REQUIRED TASK
Rewrite every line of the material below as a Markdown table with the columns Row and Line, numbering each nonblank line in order and leaving out the blank ones.

LISTED ENTRIES
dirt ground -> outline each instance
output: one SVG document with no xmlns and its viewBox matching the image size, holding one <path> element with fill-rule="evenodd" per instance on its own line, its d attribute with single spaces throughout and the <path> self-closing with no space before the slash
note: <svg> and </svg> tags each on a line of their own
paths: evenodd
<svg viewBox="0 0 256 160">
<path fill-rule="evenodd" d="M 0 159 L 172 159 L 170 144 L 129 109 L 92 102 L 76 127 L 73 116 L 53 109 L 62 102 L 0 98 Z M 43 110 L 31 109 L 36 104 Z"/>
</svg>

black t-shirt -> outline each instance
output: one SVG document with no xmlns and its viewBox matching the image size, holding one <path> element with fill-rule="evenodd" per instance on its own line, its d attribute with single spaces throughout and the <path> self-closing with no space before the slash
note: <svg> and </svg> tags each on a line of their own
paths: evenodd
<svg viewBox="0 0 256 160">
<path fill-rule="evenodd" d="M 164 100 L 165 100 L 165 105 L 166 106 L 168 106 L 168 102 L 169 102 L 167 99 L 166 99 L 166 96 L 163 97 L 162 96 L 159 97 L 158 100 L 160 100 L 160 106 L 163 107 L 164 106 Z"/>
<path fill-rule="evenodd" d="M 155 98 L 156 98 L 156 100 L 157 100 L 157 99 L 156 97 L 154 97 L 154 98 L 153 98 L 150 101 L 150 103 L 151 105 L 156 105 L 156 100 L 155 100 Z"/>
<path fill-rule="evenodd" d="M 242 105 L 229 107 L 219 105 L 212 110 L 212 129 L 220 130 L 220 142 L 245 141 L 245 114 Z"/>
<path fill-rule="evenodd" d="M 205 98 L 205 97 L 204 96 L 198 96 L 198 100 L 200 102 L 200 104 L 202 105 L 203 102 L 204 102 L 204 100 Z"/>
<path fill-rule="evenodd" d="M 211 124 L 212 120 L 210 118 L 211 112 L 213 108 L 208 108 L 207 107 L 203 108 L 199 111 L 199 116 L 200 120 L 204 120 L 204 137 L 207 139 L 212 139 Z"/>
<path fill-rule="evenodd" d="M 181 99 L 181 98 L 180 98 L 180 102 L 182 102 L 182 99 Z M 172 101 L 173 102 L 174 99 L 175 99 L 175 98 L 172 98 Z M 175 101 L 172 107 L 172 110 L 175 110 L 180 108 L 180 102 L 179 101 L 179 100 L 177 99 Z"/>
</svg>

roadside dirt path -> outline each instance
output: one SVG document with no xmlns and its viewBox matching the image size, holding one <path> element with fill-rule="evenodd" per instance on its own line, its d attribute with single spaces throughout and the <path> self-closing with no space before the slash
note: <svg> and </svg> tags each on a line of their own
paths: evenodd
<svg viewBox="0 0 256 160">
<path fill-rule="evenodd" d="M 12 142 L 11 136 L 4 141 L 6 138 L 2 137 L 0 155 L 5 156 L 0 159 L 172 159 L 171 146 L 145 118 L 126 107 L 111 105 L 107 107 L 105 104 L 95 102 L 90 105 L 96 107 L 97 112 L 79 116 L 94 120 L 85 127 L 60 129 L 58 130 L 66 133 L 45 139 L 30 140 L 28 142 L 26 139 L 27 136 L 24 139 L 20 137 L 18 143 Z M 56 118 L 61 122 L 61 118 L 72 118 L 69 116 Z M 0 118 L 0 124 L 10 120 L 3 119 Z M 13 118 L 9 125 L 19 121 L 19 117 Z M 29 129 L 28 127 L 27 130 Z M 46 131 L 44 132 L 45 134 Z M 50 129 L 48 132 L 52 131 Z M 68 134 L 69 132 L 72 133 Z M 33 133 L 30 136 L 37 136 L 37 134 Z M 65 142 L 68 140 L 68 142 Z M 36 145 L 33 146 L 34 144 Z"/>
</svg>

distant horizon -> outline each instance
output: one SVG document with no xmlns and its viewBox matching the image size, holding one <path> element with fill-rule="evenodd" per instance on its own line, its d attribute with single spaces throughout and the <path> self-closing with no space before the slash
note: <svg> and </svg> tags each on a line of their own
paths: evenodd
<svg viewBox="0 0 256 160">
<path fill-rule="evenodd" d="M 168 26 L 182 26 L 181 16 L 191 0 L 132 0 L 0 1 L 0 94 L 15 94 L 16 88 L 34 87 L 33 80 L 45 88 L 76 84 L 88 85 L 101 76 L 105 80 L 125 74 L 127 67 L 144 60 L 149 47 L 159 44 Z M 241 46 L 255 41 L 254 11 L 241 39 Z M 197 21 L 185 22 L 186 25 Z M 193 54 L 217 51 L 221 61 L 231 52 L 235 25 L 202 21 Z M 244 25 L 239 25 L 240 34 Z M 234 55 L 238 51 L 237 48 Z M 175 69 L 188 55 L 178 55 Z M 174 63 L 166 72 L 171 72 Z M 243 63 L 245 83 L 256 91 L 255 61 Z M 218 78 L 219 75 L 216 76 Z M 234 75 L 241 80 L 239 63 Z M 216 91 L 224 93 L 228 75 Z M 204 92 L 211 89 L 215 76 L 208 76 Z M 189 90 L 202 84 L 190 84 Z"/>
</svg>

COMPLETED EXERCISE
| Row | Line |
|---|---|
| 1 | dirt ground -> outline each instance |
| 2 | output: one SVG document with no xmlns and its viewBox matching the image size, holding one <path> element with fill-rule="evenodd" per instance on its own line, its d attribute with single spaces throughout and the <path> self-closing with no space before the slash |
| 3 | note: <svg> and </svg> tags each on a line of their own |
| 4 | paths: evenodd |
| 5 | <svg viewBox="0 0 256 160"> |
| 6 | <path fill-rule="evenodd" d="M 0 159 L 172 159 L 170 144 L 129 109 L 92 102 L 76 127 L 73 116 L 53 109 L 62 102 L 0 98 Z M 43 110 L 31 109 L 36 104 Z"/> |
| 7 | </svg> |
| 8 | black t-shirt -> outline each instance |
| 9 | output: one SVG document with no xmlns and its viewBox matching the image size, holding one <path> element with fill-rule="evenodd" per instance on its own line, its d attribute with single spaces throughout and the <path> self-closing with no space before the slash |
| 10 | note: <svg> and </svg> tags each on a line of their own |
| 11 | paths: evenodd |
| 12 | <svg viewBox="0 0 256 160"> |
| 13 | <path fill-rule="evenodd" d="M 164 100 L 165 100 L 165 105 L 166 106 L 168 106 L 168 102 L 169 102 L 167 99 L 166 99 L 166 96 L 163 97 L 162 96 L 159 97 L 158 100 L 160 100 L 160 106 L 163 107 L 164 106 Z"/> |
| 14 | <path fill-rule="evenodd" d="M 155 98 L 156 98 L 156 100 L 157 100 L 157 99 L 156 97 L 154 97 L 154 98 L 153 98 L 150 101 L 150 103 L 151 105 L 156 105 L 156 100 L 155 100 Z"/> |
| 15 | <path fill-rule="evenodd" d="M 242 105 L 229 107 L 219 105 L 212 110 L 212 129 L 220 130 L 220 142 L 245 141 L 245 114 Z"/> |
| 16 | <path fill-rule="evenodd" d="M 205 98 L 205 97 L 204 96 L 198 96 L 198 100 L 200 102 L 200 104 L 202 105 L 203 102 L 204 102 L 204 100 Z"/> |
| 17 | <path fill-rule="evenodd" d="M 211 124 L 212 120 L 210 118 L 211 112 L 213 108 L 208 108 L 207 107 L 203 108 L 199 111 L 199 116 L 200 120 L 204 120 L 204 137 L 207 139 L 212 139 Z"/> |
| 18 | <path fill-rule="evenodd" d="M 181 99 L 181 98 L 180 98 L 180 102 L 182 102 L 182 99 Z M 172 101 L 173 102 L 174 99 L 175 99 L 175 98 L 172 98 Z M 175 101 L 172 107 L 172 110 L 175 110 L 180 108 L 180 102 L 179 101 L 179 100 L 177 99 Z"/> |
| 19 | </svg> |
| 20 | roadside dirt path -> outline each instance |
| 21 | output: one SVG document with no xmlns and its viewBox matching the image size, holding one <path> element with fill-rule="evenodd" per instance on its own line, its d attribute with single spaces throughout and the <path> self-closing with no space before the slash |
| 22 | note: <svg> and </svg> tags each on a line of their own |
| 23 | paths: evenodd |
| 24 | <svg viewBox="0 0 256 160"> |
| 25 | <path fill-rule="evenodd" d="M 12 142 L 11 136 L 4 141 L 6 138 L 2 137 L 0 155 L 5 156 L 0 159 L 172 159 L 171 146 L 145 118 L 126 107 L 111 105 L 107 107 L 105 104 L 95 102 L 90 105 L 96 107 L 97 112 L 79 116 L 94 120 L 85 127 L 60 129 L 58 130 L 66 133 L 45 139 L 30 140 L 28 142 L 26 139 L 27 136 L 24 139 L 20 137 L 18 143 Z M 56 118 L 61 122 L 61 118 L 72 118 L 69 116 Z M 0 118 L 0 124 L 10 120 L 3 119 Z M 13 118 L 9 125 L 19 121 L 19 117 Z M 29 129 L 28 127 L 27 130 Z M 46 131 L 44 132 L 45 134 Z M 50 129 L 48 132 L 52 131 Z M 68 134 L 69 132 L 72 133 Z M 33 133 L 30 136 L 37 136 L 37 134 Z M 65 142 L 68 140 L 68 142 Z M 36 145 L 33 146 L 34 144 Z"/> |
| 26 | </svg> |
| 27 | distant horizon -> outline each instance |
| 28 | output: one SVG document with no xmlns and its viewBox matching the image size, holding one <path> element with fill-rule="evenodd" per instance on its own line, its d attribute with single spaces throughout and the <path> self-closing with no space before the slash |
| 29 | note: <svg> and </svg> tags each on a line of their own |
| 30 | paths: evenodd |
| 31 | <svg viewBox="0 0 256 160"> |
| 32 | <path fill-rule="evenodd" d="M 168 26 L 182 26 L 181 16 L 191 0 L 132 0 L 0 1 L 0 94 L 15 94 L 16 88 L 34 87 L 33 80 L 45 88 L 76 84 L 88 85 L 101 76 L 105 80 L 125 74 L 127 67 L 144 60 L 149 47 L 159 44 Z M 241 46 L 255 41 L 254 11 L 241 39 Z M 197 21 L 185 22 L 186 25 Z M 193 54 L 217 51 L 221 61 L 231 52 L 235 25 L 202 21 Z M 244 25 L 239 25 L 240 34 Z M 234 55 L 238 51 L 237 48 Z M 175 69 L 188 55 L 178 55 Z M 174 63 L 166 72 L 171 72 Z M 243 63 L 245 83 L 256 91 L 255 61 Z M 218 78 L 219 75 L 216 76 Z M 234 75 L 241 80 L 239 63 Z M 216 91 L 224 93 L 228 75 Z M 204 92 L 211 89 L 215 76 L 208 76 Z M 189 90 L 202 84 L 190 84 Z"/> |
| 33 | </svg> |